**Task to carry out:**
Check every line of the data for the string "handbag" and copy the ones that have it.
Segment Start: Data shown
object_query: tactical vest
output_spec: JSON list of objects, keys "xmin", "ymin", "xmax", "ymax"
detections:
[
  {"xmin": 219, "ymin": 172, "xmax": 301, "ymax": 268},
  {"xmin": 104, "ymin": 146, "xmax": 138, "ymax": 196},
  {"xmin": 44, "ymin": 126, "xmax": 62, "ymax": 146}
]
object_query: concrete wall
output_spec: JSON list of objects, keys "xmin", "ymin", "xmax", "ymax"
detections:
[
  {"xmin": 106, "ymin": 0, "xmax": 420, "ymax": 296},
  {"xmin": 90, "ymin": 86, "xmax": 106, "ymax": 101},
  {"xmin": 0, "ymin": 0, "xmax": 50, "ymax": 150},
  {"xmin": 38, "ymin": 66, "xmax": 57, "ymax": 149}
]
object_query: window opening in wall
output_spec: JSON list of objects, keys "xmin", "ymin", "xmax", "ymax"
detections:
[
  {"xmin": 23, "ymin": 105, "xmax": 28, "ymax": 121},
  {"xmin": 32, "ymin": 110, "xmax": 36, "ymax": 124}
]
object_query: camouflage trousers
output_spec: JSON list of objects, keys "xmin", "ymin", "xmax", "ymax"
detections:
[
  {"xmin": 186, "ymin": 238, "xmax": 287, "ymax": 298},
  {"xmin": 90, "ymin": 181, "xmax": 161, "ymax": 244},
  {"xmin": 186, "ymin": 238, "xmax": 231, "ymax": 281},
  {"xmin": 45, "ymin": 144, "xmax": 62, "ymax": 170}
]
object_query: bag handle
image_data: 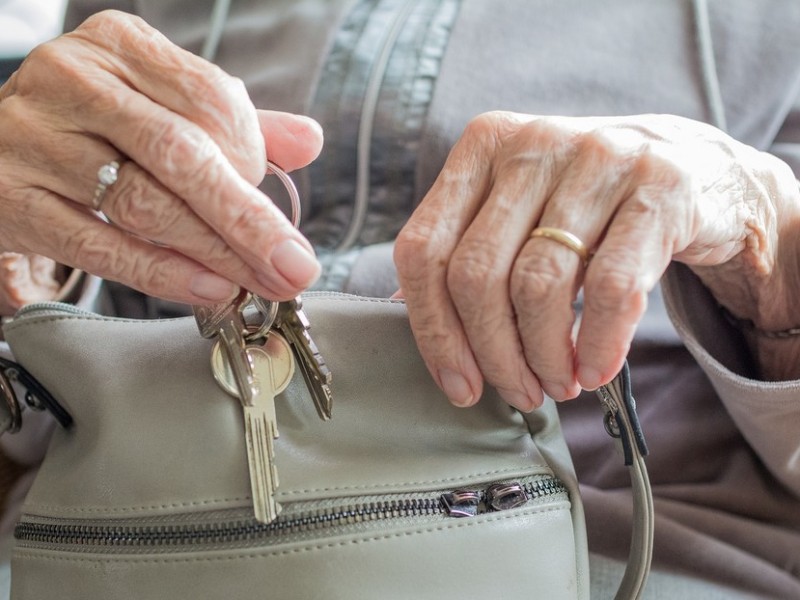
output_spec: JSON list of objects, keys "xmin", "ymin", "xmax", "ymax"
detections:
[{"xmin": 596, "ymin": 362, "xmax": 654, "ymax": 599}]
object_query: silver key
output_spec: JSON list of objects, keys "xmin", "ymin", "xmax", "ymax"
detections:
[
  {"xmin": 211, "ymin": 332, "xmax": 295, "ymax": 523},
  {"xmin": 274, "ymin": 296, "xmax": 332, "ymax": 421},
  {"xmin": 193, "ymin": 290, "xmax": 258, "ymax": 405}
]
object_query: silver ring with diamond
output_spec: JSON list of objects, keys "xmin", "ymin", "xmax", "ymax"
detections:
[{"xmin": 91, "ymin": 160, "xmax": 123, "ymax": 211}]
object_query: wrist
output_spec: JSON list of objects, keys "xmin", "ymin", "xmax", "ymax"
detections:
[
  {"xmin": 695, "ymin": 154, "xmax": 800, "ymax": 322},
  {"xmin": 691, "ymin": 159, "xmax": 800, "ymax": 379}
]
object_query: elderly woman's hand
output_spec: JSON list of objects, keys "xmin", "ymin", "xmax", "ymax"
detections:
[
  {"xmin": 0, "ymin": 10, "xmax": 323, "ymax": 306},
  {"xmin": 395, "ymin": 112, "xmax": 800, "ymax": 410}
]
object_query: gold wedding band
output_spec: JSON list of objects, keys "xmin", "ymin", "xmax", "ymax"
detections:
[{"xmin": 530, "ymin": 227, "xmax": 591, "ymax": 266}]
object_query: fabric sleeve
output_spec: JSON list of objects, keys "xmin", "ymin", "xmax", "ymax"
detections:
[
  {"xmin": 661, "ymin": 262, "xmax": 800, "ymax": 499},
  {"xmin": 659, "ymin": 78, "xmax": 800, "ymax": 496}
]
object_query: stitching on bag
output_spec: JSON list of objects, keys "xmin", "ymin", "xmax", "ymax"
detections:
[
  {"xmin": 23, "ymin": 497, "xmax": 252, "ymax": 514},
  {"xmin": 4, "ymin": 316, "xmax": 184, "ymax": 331},
  {"xmin": 278, "ymin": 467, "xmax": 551, "ymax": 496},
  {"xmin": 4, "ymin": 295, "xmax": 405, "ymax": 334},
  {"xmin": 13, "ymin": 504, "xmax": 570, "ymax": 565},
  {"xmin": 23, "ymin": 467, "xmax": 549, "ymax": 515}
]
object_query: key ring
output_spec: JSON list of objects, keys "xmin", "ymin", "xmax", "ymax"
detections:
[
  {"xmin": 267, "ymin": 161, "xmax": 301, "ymax": 229},
  {"xmin": 245, "ymin": 162, "xmax": 302, "ymax": 343}
]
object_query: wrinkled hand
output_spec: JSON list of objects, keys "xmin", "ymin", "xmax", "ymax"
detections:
[
  {"xmin": 0, "ymin": 10, "xmax": 323, "ymax": 305},
  {"xmin": 395, "ymin": 111, "xmax": 800, "ymax": 410}
]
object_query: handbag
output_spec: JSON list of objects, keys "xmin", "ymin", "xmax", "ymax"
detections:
[{"xmin": 0, "ymin": 293, "xmax": 653, "ymax": 599}]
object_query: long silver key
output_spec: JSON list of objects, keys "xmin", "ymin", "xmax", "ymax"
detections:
[
  {"xmin": 274, "ymin": 296, "xmax": 332, "ymax": 421},
  {"xmin": 196, "ymin": 291, "xmax": 284, "ymax": 523},
  {"xmin": 211, "ymin": 332, "xmax": 295, "ymax": 523}
]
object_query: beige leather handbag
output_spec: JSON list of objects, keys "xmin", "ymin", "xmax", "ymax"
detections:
[{"xmin": 1, "ymin": 293, "xmax": 652, "ymax": 599}]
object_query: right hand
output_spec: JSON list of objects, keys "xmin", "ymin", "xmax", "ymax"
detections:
[
  {"xmin": 394, "ymin": 111, "xmax": 800, "ymax": 410},
  {"xmin": 0, "ymin": 10, "xmax": 324, "ymax": 306}
]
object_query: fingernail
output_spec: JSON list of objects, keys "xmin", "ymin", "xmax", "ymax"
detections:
[
  {"xmin": 499, "ymin": 389, "xmax": 536, "ymax": 412},
  {"xmin": 439, "ymin": 369, "xmax": 474, "ymax": 407},
  {"xmin": 296, "ymin": 115, "xmax": 323, "ymax": 137},
  {"xmin": 577, "ymin": 365, "xmax": 602, "ymax": 390},
  {"xmin": 543, "ymin": 383, "xmax": 569, "ymax": 402},
  {"xmin": 190, "ymin": 272, "xmax": 238, "ymax": 302},
  {"xmin": 270, "ymin": 239, "xmax": 321, "ymax": 288}
]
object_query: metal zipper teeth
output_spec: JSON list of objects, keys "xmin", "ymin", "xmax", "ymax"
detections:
[{"xmin": 15, "ymin": 477, "xmax": 568, "ymax": 549}]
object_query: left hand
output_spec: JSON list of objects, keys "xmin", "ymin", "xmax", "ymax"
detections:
[
  {"xmin": 0, "ymin": 11, "xmax": 324, "ymax": 306},
  {"xmin": 394, "ymin": 112, "xmax": 800, "ymax": 410}
]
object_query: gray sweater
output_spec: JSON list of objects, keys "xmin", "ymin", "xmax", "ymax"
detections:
[{"xmin": 61, "ymin": 1, "xmax": 800, "ymax": 597}]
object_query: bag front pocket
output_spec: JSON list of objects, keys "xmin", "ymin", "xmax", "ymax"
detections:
[{"xmin": 12, "ymin": 475, "xmax": 579, "ymax": 600}]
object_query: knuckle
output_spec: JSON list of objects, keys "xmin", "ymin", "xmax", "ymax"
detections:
[
  {"xmin": 167, "ymin": 65, "xmax": 264, "ymax": 183},
  {"xmin": 224, "ymin": 199, "xmax": 272, "ymax": 245},
  {"xmin": 78, "ymin": 9, "xmax": 138, "ymax": 33},
  {"xmin": 14, "ymin": 42, "xmax": 70, "ymax": 94},
  {"xmin": 0, "ymin": 96, "xmax": 30, "ymax": 141},
  {"xmin": 110, "ymin": 177, "xmax": 181, "ymax": 238},
  {"xmin": 126, "ymin": 253, "xmax": 174, "ymax": 297},
  {"xmin": 64, "ymin": 228, "xmax": 120, "ymax": 276},
  {"xmin": 633, "ymin": 148, "xmax": 689, "ymax": 193},
  {"xmin": 80, "ymin": 10, "xmax": 161, "ymax": 55},
  {"xmin": 412, "ymin": 313, "xmax": 458, "ymax": 354},
  {"xmin": 394, "ymin": 220, "xmax": 445, "ymax": 280},
  {"xmin": 20, "ymin": 43, "xmax": 117, "ymax": 118},
  {"xmin": 81, "ymin": 85, "xmax": 127, "ymax": 117},
  {"xmin": 517, "ymin": 118, "xmax": 577, "ymax": 151},
  {"xmin": 462, "ymin": 111, "xmax": 542, "ymax": 150},
  {"xmin": 446, "ymin": 240, "xmax": 504, "ymax": 298},
  {"xmin": 405, "ymin": 310, "xmax": 465, "ymax": 369},
  {"xmin": 584, "ymin": 254, "xmax": 647, "ymax": 316},
  {"xmin": 510, "ymin": 252, "xmax": 568, "ymax": 305},
  {"xmin": 201, "ymin": 235, "xmax": 238, "ymax": 268},
  {"xmin": 461, "ymin": 111, "xmax": 512, "ymax": 149},
  {"xmin": 184, "ymin": 65, "xmax": 242, "ymax": 113},
  {"xmin": 67, "ymin": 228, "xmax": 173, "ymax": 298},
  {"xmin": 138, "ymin": 118, "xmax": 221, "ymax": 184},
  {"xmin": 577, "ymin": 129, "xmax": 622, "ymax": 164},
  {"xmin": 464, "ymin": 111, "xmax": 498, "ymax": 135}
]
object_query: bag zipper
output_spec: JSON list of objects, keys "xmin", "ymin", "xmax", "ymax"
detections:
Segment End: Data shown
**Solution to the problem:**
object_query: handbag
object_query: beige leather handbag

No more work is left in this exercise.